=== Records from a dataset ===

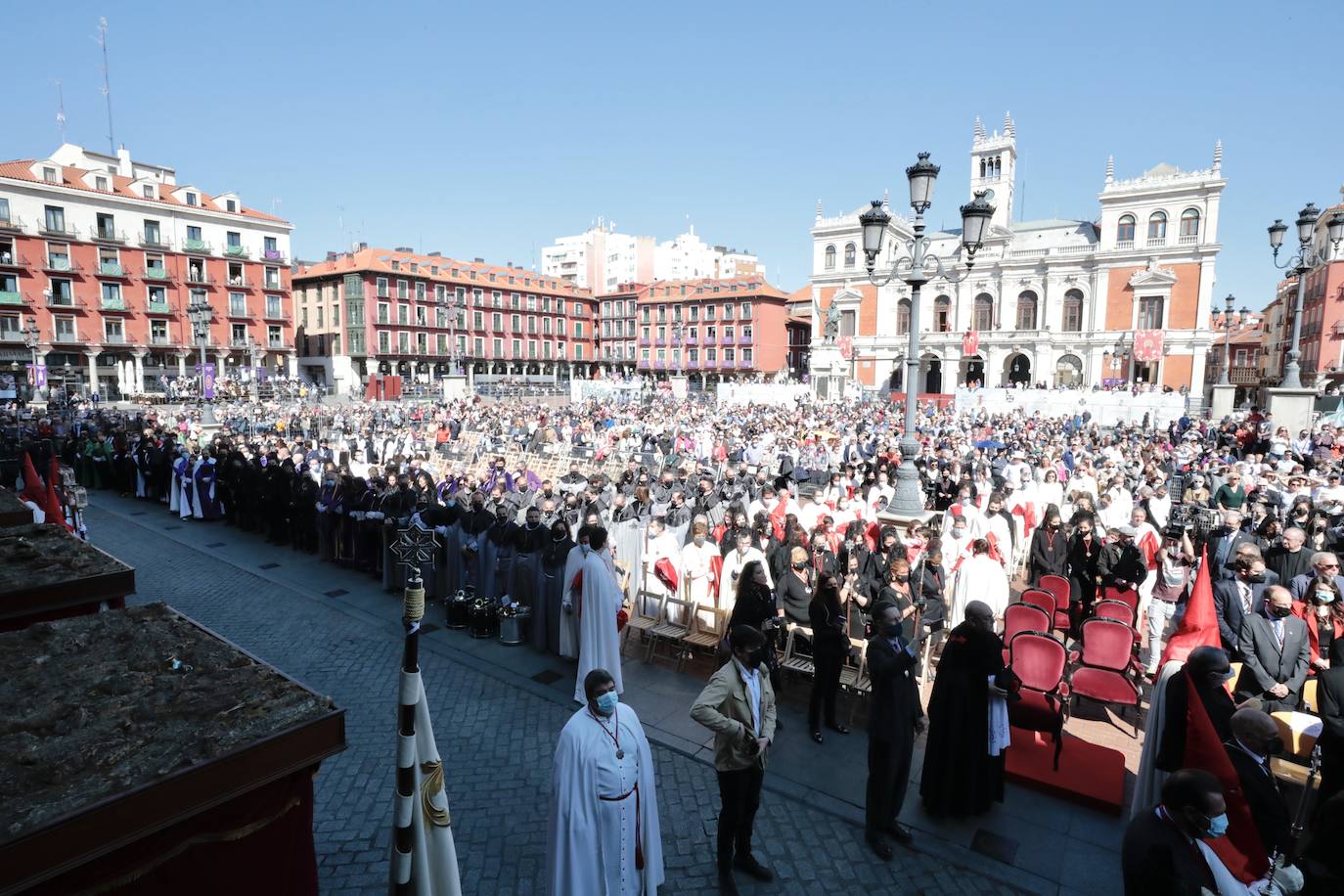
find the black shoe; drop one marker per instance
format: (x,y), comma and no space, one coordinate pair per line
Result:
(750,866)
(901,833)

=== WHAT THIS TASK INVOLVES ===
Output the records above as a two-column CSV with the headers "prompt" and "response." Give one row per record, put each value in a single quoted field with line breaks replaced by spaces, and leave out the pictures.

=== RESPONSE TO THE TASK ===
prompt,response
"find the black shoe; drop one marker per instance format: (x,y), comma and no space, one coordinate pair per line Result:","(750,866) (901,833)"